Task instructions
Write out the entries below verbatim, from the line containing "of the wicker" through the end of the entries, leaving out the pictures.

Entries provided
* begin *

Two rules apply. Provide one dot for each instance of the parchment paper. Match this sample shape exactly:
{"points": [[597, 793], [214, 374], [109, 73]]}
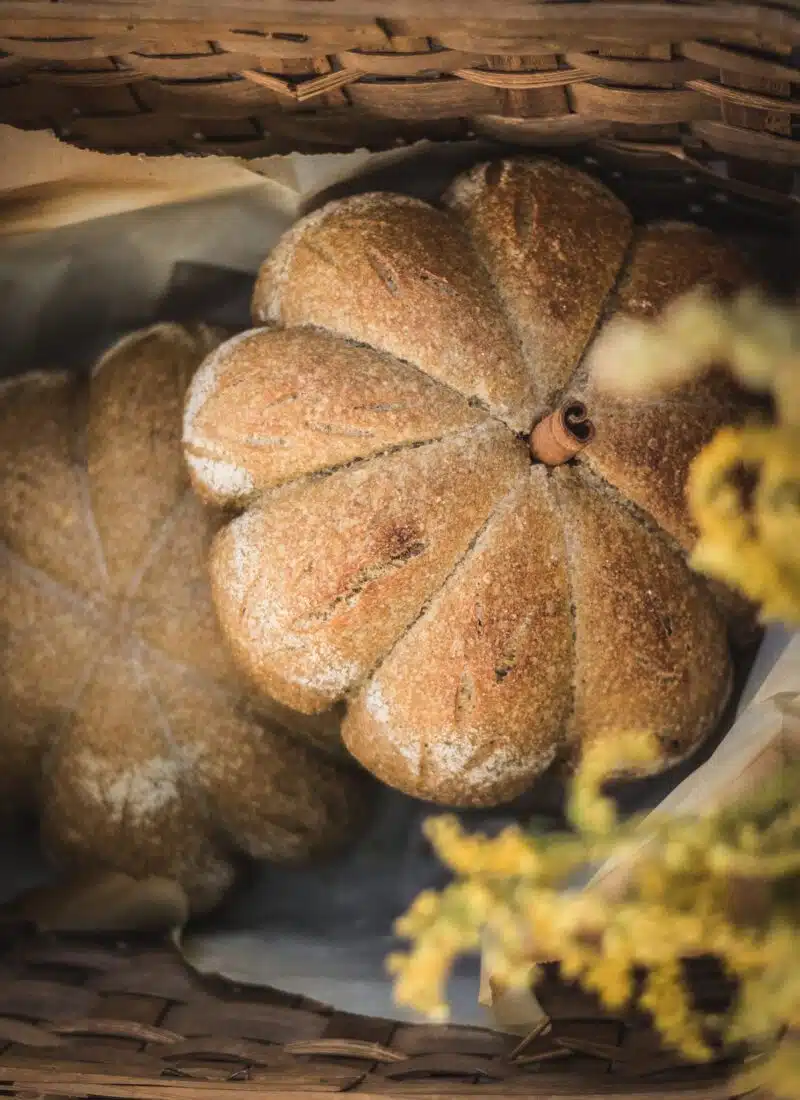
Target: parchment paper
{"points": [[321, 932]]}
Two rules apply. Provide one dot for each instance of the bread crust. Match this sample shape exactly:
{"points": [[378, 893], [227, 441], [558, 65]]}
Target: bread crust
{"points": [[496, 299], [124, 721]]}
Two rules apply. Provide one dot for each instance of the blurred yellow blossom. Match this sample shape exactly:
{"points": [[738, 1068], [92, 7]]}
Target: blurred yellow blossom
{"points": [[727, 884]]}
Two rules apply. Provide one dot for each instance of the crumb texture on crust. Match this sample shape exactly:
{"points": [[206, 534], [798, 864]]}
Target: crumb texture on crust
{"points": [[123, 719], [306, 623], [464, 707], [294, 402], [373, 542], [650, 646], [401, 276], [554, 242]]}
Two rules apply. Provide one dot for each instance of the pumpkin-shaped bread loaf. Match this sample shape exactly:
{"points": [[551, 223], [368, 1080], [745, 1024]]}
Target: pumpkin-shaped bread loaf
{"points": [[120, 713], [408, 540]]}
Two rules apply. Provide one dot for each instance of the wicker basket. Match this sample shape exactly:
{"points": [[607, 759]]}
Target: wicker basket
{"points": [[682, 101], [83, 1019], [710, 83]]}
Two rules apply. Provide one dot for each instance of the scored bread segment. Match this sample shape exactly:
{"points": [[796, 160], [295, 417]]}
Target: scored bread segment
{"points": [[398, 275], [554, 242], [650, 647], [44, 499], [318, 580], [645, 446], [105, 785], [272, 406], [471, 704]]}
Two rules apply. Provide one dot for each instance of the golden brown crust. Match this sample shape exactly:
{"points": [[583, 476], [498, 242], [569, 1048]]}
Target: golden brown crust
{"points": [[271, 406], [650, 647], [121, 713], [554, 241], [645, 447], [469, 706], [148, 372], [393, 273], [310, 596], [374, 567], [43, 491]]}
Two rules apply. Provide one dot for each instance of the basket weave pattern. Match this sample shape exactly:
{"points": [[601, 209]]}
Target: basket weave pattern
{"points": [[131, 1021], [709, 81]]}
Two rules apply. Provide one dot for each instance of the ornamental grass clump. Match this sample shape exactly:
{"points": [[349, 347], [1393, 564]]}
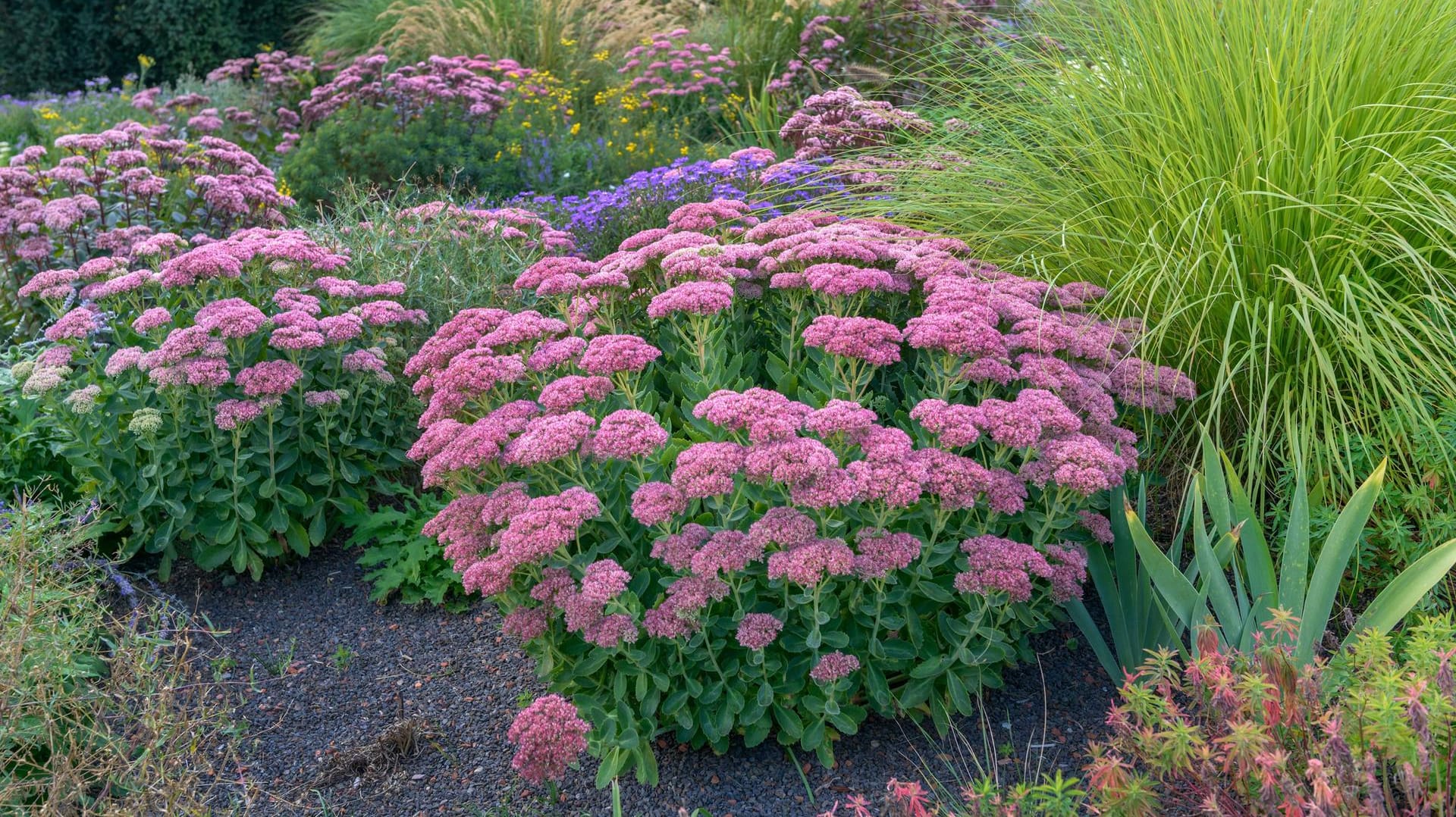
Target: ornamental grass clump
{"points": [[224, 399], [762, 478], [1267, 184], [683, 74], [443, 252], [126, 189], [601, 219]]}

* end *

The reply
Two rules apply. Provide one dot for each instance of the wicker basket. Match this sample shape exactly:
{"points": [[607, 759]]}
Target: wicker basket
{"points": [[682, 101], [83, 1019], [710, 83]]}
Two rules apply. Provide one dot for each instance of the scored bread segment. Match this sample shape exactly:
{"points": [[796, 160], [295, 417]]}
Target: scored bread segment
{"points": [[398, 275], [554, 242], [650, 647], [44, 499], [318, 580], [645, 446], [105, 785], [272, 406], [471, 704]]}
Two rules apply. Provide one dot for each instance of the golden brown crust. Match this sample shape exactly:
{"points": [[583, 476], [498, 242], [569, 1048]]}
Target: golden brown crust
{"points": [[271, 406], [650, 647], [121, 713], [554, 241], [645, 447], [469, 706], [148, 372], [393, 273], [310, 596], [374, 567], [43, 491]]}
Two rules apply. Provide one dot for each instance of the basket weave pattern. Match this sample shape exactly:
{"points": [[601, 209]]}
Target: basket weave pattern
{"points": [[131, 1021], [709, 81]]}
Two rules apply. Provide one dot for each instance of the ornamental grass clump. Match this sample shape exactly:
{"points": [[349, 347], [1393, 564]]}
Target: ornamental grass clump
{"points": [[224, 399], [762, 478], [1267, 184], [683, 74], [443, 252], [126, 189], [601, 219]]}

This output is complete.